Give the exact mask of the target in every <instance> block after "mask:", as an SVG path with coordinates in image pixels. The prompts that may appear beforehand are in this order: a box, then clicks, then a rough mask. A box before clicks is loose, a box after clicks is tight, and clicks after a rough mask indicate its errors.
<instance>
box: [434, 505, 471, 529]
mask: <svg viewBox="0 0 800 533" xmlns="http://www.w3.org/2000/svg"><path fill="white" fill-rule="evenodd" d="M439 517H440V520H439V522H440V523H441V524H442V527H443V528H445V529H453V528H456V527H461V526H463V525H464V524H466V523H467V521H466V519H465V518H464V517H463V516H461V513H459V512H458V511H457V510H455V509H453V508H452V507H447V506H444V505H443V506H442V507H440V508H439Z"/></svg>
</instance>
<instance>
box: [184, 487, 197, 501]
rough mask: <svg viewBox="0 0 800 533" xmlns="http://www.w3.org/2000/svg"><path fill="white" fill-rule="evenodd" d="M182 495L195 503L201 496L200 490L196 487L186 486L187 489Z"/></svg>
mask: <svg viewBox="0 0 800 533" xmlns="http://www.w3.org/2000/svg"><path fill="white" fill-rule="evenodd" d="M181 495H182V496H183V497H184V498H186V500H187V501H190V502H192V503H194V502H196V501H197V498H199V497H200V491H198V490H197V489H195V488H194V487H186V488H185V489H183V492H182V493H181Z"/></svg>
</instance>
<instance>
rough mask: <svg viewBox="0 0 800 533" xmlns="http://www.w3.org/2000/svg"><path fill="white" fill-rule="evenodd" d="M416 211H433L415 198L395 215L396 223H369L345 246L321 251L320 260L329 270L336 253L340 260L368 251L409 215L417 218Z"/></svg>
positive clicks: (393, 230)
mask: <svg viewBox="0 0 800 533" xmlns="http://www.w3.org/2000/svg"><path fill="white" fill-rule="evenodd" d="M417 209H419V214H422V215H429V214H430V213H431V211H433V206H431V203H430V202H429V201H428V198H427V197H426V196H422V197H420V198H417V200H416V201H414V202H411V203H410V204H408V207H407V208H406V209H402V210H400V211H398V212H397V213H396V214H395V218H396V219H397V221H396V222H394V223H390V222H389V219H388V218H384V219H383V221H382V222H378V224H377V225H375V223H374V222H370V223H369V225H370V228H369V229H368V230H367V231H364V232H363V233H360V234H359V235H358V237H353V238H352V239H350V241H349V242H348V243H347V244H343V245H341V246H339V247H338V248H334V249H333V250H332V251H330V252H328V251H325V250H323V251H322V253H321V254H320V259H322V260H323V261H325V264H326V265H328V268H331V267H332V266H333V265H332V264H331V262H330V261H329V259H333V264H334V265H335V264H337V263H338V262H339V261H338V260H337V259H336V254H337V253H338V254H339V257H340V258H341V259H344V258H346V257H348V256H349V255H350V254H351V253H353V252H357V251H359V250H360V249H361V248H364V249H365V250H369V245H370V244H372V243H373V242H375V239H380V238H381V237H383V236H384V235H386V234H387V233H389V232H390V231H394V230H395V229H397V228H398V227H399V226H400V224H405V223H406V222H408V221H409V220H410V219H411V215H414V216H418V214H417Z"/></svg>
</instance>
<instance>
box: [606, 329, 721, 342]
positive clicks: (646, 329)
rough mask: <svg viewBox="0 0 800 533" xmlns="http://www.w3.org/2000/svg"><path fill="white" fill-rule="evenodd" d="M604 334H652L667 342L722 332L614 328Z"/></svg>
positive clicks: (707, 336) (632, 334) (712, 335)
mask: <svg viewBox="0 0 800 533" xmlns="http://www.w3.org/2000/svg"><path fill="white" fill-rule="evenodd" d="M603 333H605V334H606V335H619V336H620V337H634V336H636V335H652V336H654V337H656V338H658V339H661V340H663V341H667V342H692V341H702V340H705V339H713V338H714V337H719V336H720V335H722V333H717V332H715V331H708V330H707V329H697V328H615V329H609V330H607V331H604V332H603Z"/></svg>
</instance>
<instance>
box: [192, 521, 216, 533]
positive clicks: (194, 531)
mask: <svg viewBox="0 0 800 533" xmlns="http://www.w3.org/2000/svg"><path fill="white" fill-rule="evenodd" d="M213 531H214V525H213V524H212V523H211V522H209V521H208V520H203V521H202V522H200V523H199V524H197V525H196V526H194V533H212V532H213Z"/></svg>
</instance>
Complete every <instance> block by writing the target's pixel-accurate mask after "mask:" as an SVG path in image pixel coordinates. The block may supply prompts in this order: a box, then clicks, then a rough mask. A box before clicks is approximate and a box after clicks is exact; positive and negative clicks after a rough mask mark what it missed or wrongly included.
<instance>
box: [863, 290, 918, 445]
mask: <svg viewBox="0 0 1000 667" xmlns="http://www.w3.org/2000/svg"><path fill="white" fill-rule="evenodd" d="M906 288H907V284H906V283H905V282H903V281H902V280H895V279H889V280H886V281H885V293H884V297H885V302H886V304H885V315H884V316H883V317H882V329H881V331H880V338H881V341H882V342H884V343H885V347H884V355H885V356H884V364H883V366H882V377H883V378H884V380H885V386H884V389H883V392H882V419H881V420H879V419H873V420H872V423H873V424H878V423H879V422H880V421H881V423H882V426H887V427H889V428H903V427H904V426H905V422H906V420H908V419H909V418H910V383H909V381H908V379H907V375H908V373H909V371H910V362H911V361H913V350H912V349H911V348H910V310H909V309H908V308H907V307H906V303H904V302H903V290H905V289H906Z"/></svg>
========================================
## To-do item
Put every line of the entries above into a JSON list of strings, one string per line, leaving out any blank lines.

## Answer box
[
  "Give the exact mask of the target in every <instance> block after \"mask:\", as an SVG path with coordinates in image pixels. The prompts that may appear beforehand are in this order: a box, then clicks, then a rough mask. A box before clicks is loose, a box after clicks is tight, and clicks after a rough mask indicate its errors.",
  "<instance>",
  "box: [434, 505, 471, 529]",
  "mask: <svg viewBox=\"0 0 800 533\" xmlns=\"http://www.w3.org/2000/svg\"><path fill=\"white\" fill-rule=\"evenodd\" d=\"M439 517H440V520H439V522H440V523H441V524H442V527H443V528H445V529H453V528H456V527H461V526H463V525H464V524H466V523H467V521H466V519H465V518H464V517H463V516H461V513H459V512H458V511H457V510H455V509H453V508H452V507H447V506H444V505H443V506H442V507H440V508H439Z\"/></svg>",
  "</instance>",
  "<instance>",
  "box: [184, 487, 197, 501]",
  "rough mask: <svg viewBox=\"0 0 800 533\" xmlns=\"http://www.w3.org/2000/svg\"><path fill=\"white\" fill-rule=\"evenodd\" d=\"M182 495L195 503L201 496L200 490L196 487L186 486L187 489Z\"/></svg>",
  "mask: <svg viewBox=\"0 0 800 533\" xmlns=\"http://www.w3.org/2000/svg\"><path fill=\"white\" fill-rule=\"evenodd\" d=\"M181 495H182V496H183V497H184V498H186V500H187V501H190V502H192V503H194V502H196V501H197V498H199V497H200V491H198V490H197V489H195V488H194V487H186V488H185V489H183V492H182V493H181Z\"/></svg>",
  "</instance>",
  "<instance>",
  "rough mask: <svg viewBox=\"0 0 800 533\" xmlns=\"http://www.w3.org/2000/svg\"><path fill=\"white\" fill-rule=\"evenodd\" d=\"M416 211H433L415 198L395 215L396 223H369L345 246L321 251L320 260L329 270L336 253L340 260L368 251L409 215L417 218Z\"/></svg>",
  "positive clicks: (393, 230)",
  "mask: <svg viewBox=\"0 0 800 533\" xmlns=\"http://www.w3.org/2000/svg\"><path fill=\"white\" fill-rule=\"evenodd\" d=\"M417 209H419V214H422V215H429V214H430V213H431V211H433V206H431V203H430V202H429V201H428V198H427V197H426V196H422V197H420V198H417V200H416V201H414V202H411V203H410V204H408V207H407V208H406V209H402V210H400V211H398V212H397V213H396V214H395V218H396V219H397V221H396V222H394V223H390V222H389V219H388V218H384V219H383V221H382V222H378V224H377V225H375V223H374V222H370V223H369V225H370V228H369V229H368V230H367V231H364V232H363V233H360V234H359V235H358V237H353V238H352V239H350V241H349V242H348V243H347V244H343V245H341V246H339V247H338V248H334V249H333V250H332V251H330V252H328V251H325V250H323V251H322V253H321V254H320V259H322V260H323V261H325V264H326V265H328V268H331V267H332V266H333V265H332V264H331V262H330V261H329V259H333V264H334V265H335V264H337V263H338V262H339V261H338V260H337V259H336V254H337V253H338V254H339V257H340V258H341V259H344V258H346V257H348V256H349V255H350V254H351V253H353V252H357V251H359V250H360V249H361V248H364V249H365V250H369V245H370V244H372V243H373V242H375V239H380V238H381V237H383V236H384V235H386V234H387V233H389V232H390V231H394V230H395V229H397V228H398V227H399V226H400V224H405V223H406V222H408V221H409V220H410V219H411V215H414V216H418V214H417Z\"/></svg>",
  "</instance>",
  "<instance>",
  "box: [606, 329, 721, 342]",
  "positive clicks: (646, 329)",
  "rough mask: <svg viewBox=\"0 0 800 533\" xmlns=\"http://www.w3.org/2000/svg\"><path fill=\"white\" fill-rule=\"evenodd\" d=\"M604 334H652L667 342L722 332L614 328Z\"/></svg>",
  "positive clicks: (707, 336) (632, 334) (712, 335)",
  "mask: <svg viewBox=\"0 0 800 533\" xmlns=\"http://www.w3.org/2000/svg\"><path fill=\"white\" fill-rule=\"evenodd\" d=\"M603 333H605V334H606V335H619V336H620V337H634V336H636V335H652V336H654V337H656V338H658V339H661V340H663V341H667V342H692V341H702V340H705V339H713V338H714V337H719V336H720V335H722V333H717V332H715V331H708V330H707V329H697V328H615V329H609V330H607V331H604V332H603Z\"/></svg>",
  "</instance>",
  "<instance>",
  "box: [192, 521, 216, 533]",
  "positive clicks: (194, 531)",
  "mask: <svg viewBox=\"0 0 800 533\" xmlns=\"http://www.w3.org/2000/svg\"><path fill=\"white\" fill-rule=\"evenodd\" d=\"M213 531H214V525H213V524H212V523H211V522H209V521H208V520H203V521H202V522H200V523H199V524H197V525H196V526H194V533H212V532H213Z\"/></svg>",
  "</instance>",
  "Complete every <instance> block by writing the target's pixel-accurate mask after \"mask:\" as an SVG path in image pixel coordinates. The block may supply prompts in this order: a box, then clicks, then a rough mask. A box before clicks is approximate and a box after clicks is exact; positive and negative clicks after a rough mask mark what it missed or wrongly included.",
  "<instance>",
  "box: [863, 290, 918, 445]",
  "mask: <svg viewBox=\"0 0 1000 667\" xmlns=\"http://www.w3.org/2000/svg\"><path fill=\"white\" fill-rule=\"evenodd\" d=\"M906 288H907V284H906V283H905V282H903V281H902V280H895V279H889V280H886V281H885V293H884V297H885V302H886V304H885V315H884V316H883V317H882V329H881V331H880V338H881V341H882V342H884V343H885V347H884V355H885V356H884V364H883V366H882V377H883V378H884V380H885V386H884V389H883V392H882V419H881V420H879V419H873V420H872V423H873V424H878V423H879V422H880V421H881V423H882V426H887V427H889V428H903V427H904V426H905V422H906V420H908V419H909V418H910V383H909V381H908V379H907V375H908V373H909V371H910V362H911V361H913V350H912V349H911V348H910V310H909V309H908V308H907V307H906V303H904V302H903V290H905V289H906Z\"/></svg>"
]